**TASK DETAILS**
Every line of the data below should be written out word for word.

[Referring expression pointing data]
# # # #

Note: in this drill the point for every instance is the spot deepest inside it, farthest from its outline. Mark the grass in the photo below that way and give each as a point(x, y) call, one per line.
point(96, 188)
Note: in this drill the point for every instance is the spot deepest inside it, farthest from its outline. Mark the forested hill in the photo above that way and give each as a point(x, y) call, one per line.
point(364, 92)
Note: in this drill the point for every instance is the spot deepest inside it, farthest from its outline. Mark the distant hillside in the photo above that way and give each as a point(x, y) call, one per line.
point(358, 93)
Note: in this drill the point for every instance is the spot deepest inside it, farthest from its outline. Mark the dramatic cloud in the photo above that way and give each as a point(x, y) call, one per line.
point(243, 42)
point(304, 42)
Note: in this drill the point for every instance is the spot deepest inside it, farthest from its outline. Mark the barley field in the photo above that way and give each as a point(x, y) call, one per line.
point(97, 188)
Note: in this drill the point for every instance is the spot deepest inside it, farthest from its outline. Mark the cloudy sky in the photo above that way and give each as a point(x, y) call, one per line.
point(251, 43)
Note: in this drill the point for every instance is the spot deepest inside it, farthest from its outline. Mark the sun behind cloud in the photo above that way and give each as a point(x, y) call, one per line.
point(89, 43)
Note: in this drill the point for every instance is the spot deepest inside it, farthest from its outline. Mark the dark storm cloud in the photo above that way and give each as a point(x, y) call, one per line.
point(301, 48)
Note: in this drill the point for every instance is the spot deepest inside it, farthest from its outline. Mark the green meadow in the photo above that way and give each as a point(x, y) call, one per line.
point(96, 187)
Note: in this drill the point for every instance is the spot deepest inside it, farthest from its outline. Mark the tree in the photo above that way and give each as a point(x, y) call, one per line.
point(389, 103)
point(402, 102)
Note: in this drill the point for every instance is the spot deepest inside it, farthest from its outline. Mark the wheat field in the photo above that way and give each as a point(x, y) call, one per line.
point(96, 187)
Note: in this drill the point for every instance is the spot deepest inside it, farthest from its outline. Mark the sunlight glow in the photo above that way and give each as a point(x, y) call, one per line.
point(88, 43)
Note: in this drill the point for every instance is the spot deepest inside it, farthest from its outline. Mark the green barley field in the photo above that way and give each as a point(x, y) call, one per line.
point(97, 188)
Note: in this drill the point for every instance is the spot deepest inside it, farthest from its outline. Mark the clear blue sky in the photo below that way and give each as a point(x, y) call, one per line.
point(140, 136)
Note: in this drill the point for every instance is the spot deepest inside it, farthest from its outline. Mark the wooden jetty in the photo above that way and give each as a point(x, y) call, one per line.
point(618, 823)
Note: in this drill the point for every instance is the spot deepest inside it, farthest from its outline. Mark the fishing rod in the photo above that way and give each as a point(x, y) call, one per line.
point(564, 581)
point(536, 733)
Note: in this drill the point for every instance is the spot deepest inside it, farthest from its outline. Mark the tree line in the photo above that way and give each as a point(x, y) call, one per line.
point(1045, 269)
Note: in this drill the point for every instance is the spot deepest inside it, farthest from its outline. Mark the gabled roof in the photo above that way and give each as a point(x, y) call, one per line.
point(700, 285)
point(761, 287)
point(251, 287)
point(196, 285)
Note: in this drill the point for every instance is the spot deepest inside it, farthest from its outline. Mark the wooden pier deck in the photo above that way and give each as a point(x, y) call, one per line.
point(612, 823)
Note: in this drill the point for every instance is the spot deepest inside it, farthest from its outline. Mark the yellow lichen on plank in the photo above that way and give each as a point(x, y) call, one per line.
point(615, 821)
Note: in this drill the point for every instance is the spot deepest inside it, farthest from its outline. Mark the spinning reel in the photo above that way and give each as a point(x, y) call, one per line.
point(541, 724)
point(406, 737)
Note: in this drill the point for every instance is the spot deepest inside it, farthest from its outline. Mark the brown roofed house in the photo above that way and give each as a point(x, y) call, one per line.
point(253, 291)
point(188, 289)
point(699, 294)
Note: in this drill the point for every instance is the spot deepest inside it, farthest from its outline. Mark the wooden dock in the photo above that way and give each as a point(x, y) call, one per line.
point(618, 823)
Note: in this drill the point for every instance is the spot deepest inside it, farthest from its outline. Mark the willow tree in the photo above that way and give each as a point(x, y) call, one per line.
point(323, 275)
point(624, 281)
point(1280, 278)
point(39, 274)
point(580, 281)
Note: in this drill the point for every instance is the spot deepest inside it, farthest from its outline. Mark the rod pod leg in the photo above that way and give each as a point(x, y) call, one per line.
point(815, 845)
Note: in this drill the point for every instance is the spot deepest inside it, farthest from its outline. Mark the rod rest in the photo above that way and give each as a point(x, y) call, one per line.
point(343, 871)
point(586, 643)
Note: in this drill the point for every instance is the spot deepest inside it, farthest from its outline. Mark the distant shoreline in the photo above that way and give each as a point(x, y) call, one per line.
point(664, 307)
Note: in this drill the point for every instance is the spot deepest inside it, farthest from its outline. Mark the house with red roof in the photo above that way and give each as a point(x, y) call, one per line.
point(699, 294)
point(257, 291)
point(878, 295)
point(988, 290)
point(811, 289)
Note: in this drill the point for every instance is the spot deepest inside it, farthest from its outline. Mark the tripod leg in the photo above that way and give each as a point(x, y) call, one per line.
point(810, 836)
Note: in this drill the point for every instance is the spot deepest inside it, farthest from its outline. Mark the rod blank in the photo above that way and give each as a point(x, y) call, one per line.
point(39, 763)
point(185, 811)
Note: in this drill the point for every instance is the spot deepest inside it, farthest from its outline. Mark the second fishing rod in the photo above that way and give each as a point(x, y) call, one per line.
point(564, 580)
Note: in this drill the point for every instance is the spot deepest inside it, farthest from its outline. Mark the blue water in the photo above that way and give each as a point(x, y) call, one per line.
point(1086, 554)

# # # #

**COMPLETED EXERCISE**
Note: in this drill the point for every instance is the spot deepest inside it, farthest from its outline. Mark the grass in the photo below that way and give each as a point(x, y) call, one per line.
point(96, 188)
Note: in this drill the point for every instance is the spot deepest inside it, farthest from its outline. Mark the forested hill in the photo above that way and give each as a point(x, y) call, one per line.
point(364, 92)
Note: in this drill the point for every instance is the spot deepest inside it, farthest from its outline. Mark the distant hillside in the photo above that way and give each as a point(x, y) call, one per line.
point(358, 93)
Note: in this drill the point for every instance is the spot deepest inside it, farthest from its outline. Mark the dramatic cloud in the photo above that way and give each as a point(x, y) call, one per line.
point(243, 42)
point(304, 42)
Note: in this drill the point for every instance is the spot deepest inside it, farthest from its outline. Mark the barley field in the photo above that way and give each as a point(x, y) call, one per line.
point(97, 188)
Note: in this drill the point for every instance is the spot deepest inside it, farthest from its outline. Mark the cloudy sky in the photo above that way and give each as a point(x, y) call, one per line.
point(251, 43)
Note: in this drill the point for every instance is the spot deepest inside it, farthest from its outline. Mark the sun behind cloud in the photo above that way and give each as a point(x, y) call, one per line.
point(89, 43)
Note: in this drill the point for every instance is the spot deepest inside it, farthest from its outline. Mark the dark storm cloud in the photo above that way and give each as a point(x, y) call, one per line.
point(301, 48)
Note: in this drill the point for every instance is the spot deepest inside it, farthest from its outline. Mark the green meadow in the photo above that way and give each as a point(x, y) call, one per line.
point(96, 187)
Note: in this drill the point for every instance is the spot deepest inside it, farthest from its outline. Mark the tree in the photo above that way and give each as a point(x, y) call, one per line.
point(389, 103)
point(402, 102)
Note: in this drill the point for every instance is the spot deepest inside it, farthest from its outline. Mark the wheat field in the photo above that way and give each as a point(x, y) call, one per line.
point(96, 187)
Note: in this drill the point for every instance is the spot deepest inside it, farthest from its outline. Mark the sunlight glow in the photo above that way and give each as a point(x, y) call, one per line.
point(88, 43)
Note: in this drill the point for every instance is the spot deepest inside it, farthest from its outline. Mark the green barley field in the photo above that way and give each as a point(x, y) call, one per line.
point(97, 188)
Note: in this drill the point for every instance is the spot deepest inside it, farthest from its outline. Mark the clear blue sky in the photo below that way and give each as a point(x, y) call, one per line.
point(140, 136)
Note: in this drill the point for every instance is the spot deepest inside it, farthest from its outline. Mark the wooden jetty in the photo above that way and give each as a point(x, y) call, one per line.
point(618, 823)
Note: in this drill the point for every instance is the spot deepest inside it, farthest from its outline. Mark the fishing rod in the photo above that way and give each as a point(x, y) call, one per line.
point(564, 581)
point(536, 733)
Note: in this drill the point for every instance is the spot deepest inside it, farthest from its outline. Mark the tree line in the photo above that way and give each as a point(x, y) call, one per line.
point(1045, 269)
Note: in this drill the point for every instance is the spot deepest inside it, farthest from its outline. Mark the gabled roof in the photo above that way and give each as a point(x, y) call, one per line.
point(700, 285)
point(761, 287)
point(251, 287)
point(196, 285)
Note: in this drill the point for every instance is the spot deepest inside it, farthest from its outline. Mark the wooden pier deck in the photo above that way and give each as a point(x, y) call, one per line.
point(612, 823)
Note: in this drill the point for every instance is the spot deepest inside it, farthest from its outline. Mark the yellow lichen on plank in the photo above that way and give each as a point(x, y) call, one per line.
point(615, 821)
Note: in this drill the point for every instance is the spot deepest inside it, farthest from its outline. Mark the spinning reel in the photo above that way and give each as a point(x, y) call, one per line.
point(541, 724)
point(406, 737)
Note: in this drill the point for every instance is the spot deepest inside it, farthest from its outline. Mark the brown roofed house in the photo above that way and give each as a point(x, y) call, one per line.
point(253, 291)
point(188, 289)
point(699, 294)
Note: in this drill the point for every instance is the spot deepest inside it, farthest from its outline. Mark the wooden dock in the photo above that way and give each as a point(x, y) call, one per line.
point(618, 823)
Note: in this drill the point for every instance is the spot deepest inside it, farthest from its outline. Mark the willow tree in the photo above that way and give each as a point(x, y) call, one per line.
point(323, 275)
point(624, 281)
point(1280, 278)
point(39, 274)
point(580, 281)
Note: in this drill the point for every instance is the spot deepest inside it, farthest from its outline. Mark the rod pod leg in the photo above that way and give each as a point(x, y) call, one per line.
point(815, 845)
Note: in this drill the point for every instance is the spot deepest inside it, farthest from its outline. Mark the rod rest in the photo above that way and give each as a point(x, y) call, one per line.
point(343, 871)
point(586, 643)
Note: in this drill the point for every instance is the spot deepest inside it, farthest from its outline. Mark the distant shoreline in the photo above that way and give each as a point(x, y) call, one per line.
point(664, 307)
Note: in this drill the point for every instance is the spot deepest inside it, farthest from its outline. Mark the house with red roof in the photo above that way and give each as a point(x, y) call, one per line.
point(699, 294)
point(257, 291)
point(878, 295)
point(988, 290)
point(811, 289)
Note: in this drill the point for every instance is the spot deepest inside it, farthest from its outline. Mark the tripod leg in the photo above that way and give each as a point(x, y) call, one per line.
point(810, 836)
Note: in this drill the point for every instance is the spot deepest inside it, farthest from its outline. Mark the rod blank in the photo above that way and give each as a point(x, y) call, one per line.
point(39, 763)
point(185, 811)
Note: in this drill the point for every instance is the spot deepest inside it, farthest from its outline. Mark the second fishing rod in the photo above that way and give each as a point(x, y) call, one per line.
point(564, 580)
Note: in this drill the point for every instance is the spot deepest inside it, farthest from its outline. Mark the blue water in the photo above that way and give each as a point(x, y) call, one per line.
point(1086, 554)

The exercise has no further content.